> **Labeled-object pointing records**
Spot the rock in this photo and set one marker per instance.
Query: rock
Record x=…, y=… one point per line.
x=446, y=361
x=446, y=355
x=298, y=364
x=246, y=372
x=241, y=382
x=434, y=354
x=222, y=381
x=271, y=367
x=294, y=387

> **Problem to work on**
Copy out the lines of these records again word for word.

> **Written solution**
Spot the rock in this photo and set one marker per instance.
Query: rock
Record x=…, y=… one point per line.
x=446, y=361
x=446, y=355
x=298, y=364
x=246, y=372
x=241, y=382
x=434, y=354
x=222, y=381
x=271, y=367
x=294, y=387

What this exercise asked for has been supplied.